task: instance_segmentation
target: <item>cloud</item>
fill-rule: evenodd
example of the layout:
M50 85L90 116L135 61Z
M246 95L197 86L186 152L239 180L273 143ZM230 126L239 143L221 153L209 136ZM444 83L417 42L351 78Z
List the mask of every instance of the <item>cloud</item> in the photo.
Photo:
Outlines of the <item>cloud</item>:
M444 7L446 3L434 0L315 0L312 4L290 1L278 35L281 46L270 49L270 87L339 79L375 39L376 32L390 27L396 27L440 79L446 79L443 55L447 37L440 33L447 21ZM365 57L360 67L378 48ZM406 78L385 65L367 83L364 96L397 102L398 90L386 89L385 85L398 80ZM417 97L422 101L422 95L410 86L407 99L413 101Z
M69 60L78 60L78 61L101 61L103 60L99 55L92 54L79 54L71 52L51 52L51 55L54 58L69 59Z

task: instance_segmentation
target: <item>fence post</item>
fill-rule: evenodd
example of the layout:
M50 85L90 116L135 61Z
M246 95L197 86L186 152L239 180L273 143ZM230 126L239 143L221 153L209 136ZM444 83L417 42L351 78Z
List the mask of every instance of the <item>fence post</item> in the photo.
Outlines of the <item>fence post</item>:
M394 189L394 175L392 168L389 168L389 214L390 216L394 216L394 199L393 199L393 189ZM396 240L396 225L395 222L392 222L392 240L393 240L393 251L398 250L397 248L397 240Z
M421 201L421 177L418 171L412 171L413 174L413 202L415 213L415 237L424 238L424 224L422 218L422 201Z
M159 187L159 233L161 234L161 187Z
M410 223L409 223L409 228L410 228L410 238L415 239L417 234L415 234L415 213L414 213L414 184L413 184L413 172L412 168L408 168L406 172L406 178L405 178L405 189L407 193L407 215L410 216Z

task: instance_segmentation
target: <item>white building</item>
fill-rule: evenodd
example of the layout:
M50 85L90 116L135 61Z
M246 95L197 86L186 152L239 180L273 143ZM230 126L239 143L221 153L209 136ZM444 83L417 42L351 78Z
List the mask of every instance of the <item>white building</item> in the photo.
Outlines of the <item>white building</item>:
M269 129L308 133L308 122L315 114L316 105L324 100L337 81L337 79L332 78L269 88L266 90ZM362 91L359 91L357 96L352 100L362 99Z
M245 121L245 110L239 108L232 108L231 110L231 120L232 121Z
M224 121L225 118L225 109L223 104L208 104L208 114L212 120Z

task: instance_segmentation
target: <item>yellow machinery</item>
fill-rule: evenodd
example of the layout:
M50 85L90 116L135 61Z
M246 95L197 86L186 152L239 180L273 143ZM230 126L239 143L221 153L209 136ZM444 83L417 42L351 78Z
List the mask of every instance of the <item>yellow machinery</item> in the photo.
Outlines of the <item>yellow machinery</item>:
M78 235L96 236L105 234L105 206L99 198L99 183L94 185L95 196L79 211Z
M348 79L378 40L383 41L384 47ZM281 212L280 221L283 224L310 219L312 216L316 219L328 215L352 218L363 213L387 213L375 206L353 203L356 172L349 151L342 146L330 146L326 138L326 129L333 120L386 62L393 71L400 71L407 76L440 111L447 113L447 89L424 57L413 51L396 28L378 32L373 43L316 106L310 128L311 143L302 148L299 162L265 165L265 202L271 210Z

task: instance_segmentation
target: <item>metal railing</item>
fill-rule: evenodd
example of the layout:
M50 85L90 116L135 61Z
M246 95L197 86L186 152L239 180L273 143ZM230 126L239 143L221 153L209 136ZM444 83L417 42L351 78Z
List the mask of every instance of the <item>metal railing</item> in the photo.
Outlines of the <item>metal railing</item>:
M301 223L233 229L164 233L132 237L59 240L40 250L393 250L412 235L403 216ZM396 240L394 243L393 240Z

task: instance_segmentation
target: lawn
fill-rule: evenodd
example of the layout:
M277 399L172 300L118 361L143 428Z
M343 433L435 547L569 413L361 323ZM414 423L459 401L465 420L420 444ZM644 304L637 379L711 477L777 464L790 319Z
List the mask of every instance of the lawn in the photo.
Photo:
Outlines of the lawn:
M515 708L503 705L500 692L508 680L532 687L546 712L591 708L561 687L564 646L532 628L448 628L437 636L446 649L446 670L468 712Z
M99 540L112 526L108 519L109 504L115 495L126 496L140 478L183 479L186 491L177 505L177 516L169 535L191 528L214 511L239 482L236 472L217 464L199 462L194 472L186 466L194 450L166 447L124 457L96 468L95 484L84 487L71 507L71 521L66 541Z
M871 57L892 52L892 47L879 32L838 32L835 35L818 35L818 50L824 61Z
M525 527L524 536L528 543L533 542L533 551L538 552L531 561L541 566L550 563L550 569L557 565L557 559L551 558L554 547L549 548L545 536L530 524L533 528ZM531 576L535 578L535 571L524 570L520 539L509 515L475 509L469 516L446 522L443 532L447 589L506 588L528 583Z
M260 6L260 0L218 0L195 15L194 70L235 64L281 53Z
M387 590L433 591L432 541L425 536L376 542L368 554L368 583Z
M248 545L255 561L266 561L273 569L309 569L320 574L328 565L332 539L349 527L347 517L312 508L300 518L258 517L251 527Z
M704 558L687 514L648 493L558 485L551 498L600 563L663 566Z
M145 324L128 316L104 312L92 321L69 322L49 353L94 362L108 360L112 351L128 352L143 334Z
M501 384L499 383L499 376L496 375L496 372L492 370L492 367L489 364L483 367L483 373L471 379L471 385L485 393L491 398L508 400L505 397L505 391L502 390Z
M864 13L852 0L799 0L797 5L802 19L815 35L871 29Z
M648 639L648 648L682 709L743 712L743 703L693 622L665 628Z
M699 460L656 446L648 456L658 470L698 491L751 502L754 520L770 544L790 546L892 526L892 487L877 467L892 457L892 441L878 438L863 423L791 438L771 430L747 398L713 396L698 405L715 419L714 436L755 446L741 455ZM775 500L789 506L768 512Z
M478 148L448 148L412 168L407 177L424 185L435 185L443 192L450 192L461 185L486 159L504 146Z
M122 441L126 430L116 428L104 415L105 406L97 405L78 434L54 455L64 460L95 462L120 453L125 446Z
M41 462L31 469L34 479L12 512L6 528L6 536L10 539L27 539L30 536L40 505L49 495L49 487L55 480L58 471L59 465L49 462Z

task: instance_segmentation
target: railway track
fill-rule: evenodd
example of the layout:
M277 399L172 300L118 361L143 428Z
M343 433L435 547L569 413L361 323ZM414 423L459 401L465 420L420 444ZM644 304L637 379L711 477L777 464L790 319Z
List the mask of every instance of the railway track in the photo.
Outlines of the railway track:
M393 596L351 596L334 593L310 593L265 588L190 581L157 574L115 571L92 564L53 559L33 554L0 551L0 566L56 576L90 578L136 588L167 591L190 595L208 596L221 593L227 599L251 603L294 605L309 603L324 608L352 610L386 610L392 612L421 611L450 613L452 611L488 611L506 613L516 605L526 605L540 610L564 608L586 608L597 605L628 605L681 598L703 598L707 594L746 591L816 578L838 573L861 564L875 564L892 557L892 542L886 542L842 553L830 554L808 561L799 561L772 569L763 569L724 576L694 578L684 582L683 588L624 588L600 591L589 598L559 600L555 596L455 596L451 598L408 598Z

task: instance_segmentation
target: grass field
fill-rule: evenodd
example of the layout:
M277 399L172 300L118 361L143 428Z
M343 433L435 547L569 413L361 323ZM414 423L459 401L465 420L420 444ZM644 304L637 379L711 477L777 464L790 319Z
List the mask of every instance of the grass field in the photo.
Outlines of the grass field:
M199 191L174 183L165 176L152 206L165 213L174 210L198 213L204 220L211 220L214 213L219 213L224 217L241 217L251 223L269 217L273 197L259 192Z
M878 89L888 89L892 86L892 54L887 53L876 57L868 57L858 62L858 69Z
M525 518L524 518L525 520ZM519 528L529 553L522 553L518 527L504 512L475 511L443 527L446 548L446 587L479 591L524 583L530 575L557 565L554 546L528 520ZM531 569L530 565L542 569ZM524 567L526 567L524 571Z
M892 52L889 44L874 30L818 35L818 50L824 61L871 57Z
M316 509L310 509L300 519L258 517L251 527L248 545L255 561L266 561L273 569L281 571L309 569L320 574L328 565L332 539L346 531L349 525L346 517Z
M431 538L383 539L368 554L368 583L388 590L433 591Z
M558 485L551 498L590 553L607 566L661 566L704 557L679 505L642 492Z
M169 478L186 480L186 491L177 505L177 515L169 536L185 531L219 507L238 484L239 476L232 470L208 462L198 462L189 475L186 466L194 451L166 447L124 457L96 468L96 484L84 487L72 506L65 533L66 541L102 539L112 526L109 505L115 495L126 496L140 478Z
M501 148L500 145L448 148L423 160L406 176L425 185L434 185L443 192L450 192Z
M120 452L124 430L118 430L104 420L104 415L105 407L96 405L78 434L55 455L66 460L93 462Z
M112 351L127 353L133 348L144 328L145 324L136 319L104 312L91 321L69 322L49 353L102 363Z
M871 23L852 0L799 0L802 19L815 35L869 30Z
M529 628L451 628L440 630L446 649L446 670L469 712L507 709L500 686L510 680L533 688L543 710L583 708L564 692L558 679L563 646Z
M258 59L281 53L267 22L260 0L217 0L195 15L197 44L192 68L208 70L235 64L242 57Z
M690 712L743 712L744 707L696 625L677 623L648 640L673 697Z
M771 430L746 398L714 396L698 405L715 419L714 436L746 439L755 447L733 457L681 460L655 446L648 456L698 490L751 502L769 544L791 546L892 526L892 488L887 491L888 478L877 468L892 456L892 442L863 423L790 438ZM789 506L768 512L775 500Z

__________________________________________________

• _What is required_
Gather every line of the records that contains the word "building". Treat uppercase and lowercase letters as different.

• _The response_
target: <item>white building</item>
List the mask of every instance of the <item>white building</item> in the photo.
Outlines of the <item>white building</item>:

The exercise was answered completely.